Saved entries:
'''

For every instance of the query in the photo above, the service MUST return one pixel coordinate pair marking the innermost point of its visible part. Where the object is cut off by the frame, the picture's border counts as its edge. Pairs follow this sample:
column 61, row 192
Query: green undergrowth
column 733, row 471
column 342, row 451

'''

> _What needs to be done_
Your answer should be the records above, set down exactly.

> _Task output_
For every instance of the query in the photo above, the service MUST return one pixel coordinate pair marking the innermost point of its visible part. Where the object is cut off by the frame, the picture's border counts as its edge. Pairs follow this sample:
column 61, row 192
Query: green undergrowth
column 733, row 471
column 342, row 451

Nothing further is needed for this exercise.